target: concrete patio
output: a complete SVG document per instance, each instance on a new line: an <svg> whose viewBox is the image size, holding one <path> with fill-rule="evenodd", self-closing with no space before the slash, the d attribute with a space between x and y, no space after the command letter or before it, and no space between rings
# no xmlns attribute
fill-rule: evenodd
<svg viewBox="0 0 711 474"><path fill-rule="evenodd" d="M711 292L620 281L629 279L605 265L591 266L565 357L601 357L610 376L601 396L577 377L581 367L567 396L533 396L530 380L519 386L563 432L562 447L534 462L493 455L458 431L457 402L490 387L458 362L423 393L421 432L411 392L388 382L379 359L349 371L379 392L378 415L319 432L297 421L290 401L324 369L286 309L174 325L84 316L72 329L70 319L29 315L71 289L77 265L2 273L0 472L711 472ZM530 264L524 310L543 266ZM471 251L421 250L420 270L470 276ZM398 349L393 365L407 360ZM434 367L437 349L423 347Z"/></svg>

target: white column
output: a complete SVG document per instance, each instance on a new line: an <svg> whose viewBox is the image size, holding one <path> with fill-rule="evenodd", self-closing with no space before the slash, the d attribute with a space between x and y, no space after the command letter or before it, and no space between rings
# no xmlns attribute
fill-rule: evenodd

• _ZADANIE PISEMNE_: Wypisz wszystkie powyższe rekordy wiersz po wierszu, bez żadnej zmiany.

• _ODPOWIEDŹ_:
target: concrete patio
output: a complete SVG document per instance, each instance on a new line: an <svg> whose viewBox is the image size, holding one <path> with fill-rule="evenodd", self-closing with no space before the slash, the d attribute with a space between x and y, no space after the command letter or before it, and no space between rings
# no xmlns attribute
fill-rule: evenodd
<svg viewBox="0 0 711 474"><path fill-rule="evenodd" d="M711 292L620 281L629 279L605 265L591 266L565 357L601 357L610 376L601 396L577 377L581 367L567 396L533 396L530 380L519 386L563 432L562 447L534 462L493 455L458 431L457 402L490 387L458 362L423 393L421 432L411 392L388 382L379 359L349 371L379 392L378 415L319 432L297 421L290 401L324 369L286 309L174 325L84 316L72 329L70 319L29 315L71 289L77 265L2 273L0 472L711 472ZM530 264L524 310L543 266ZM471 251L421 250L420 270L470 276ZM398 349L393 365L407 360ZM434 367L437 349L423 347Z"/></svg>

target: white column
output: a complete SVG document per instance, each instance on a new line: an <svg> whose viewBox is the image size, holding one <path> with fill-rule="evenodd", self-closing with no space before the slash, the d attribute with a space between x and y, no space after the command letter or before it, and no space between rings
# no xmlns attribute
fill-rule: evenodd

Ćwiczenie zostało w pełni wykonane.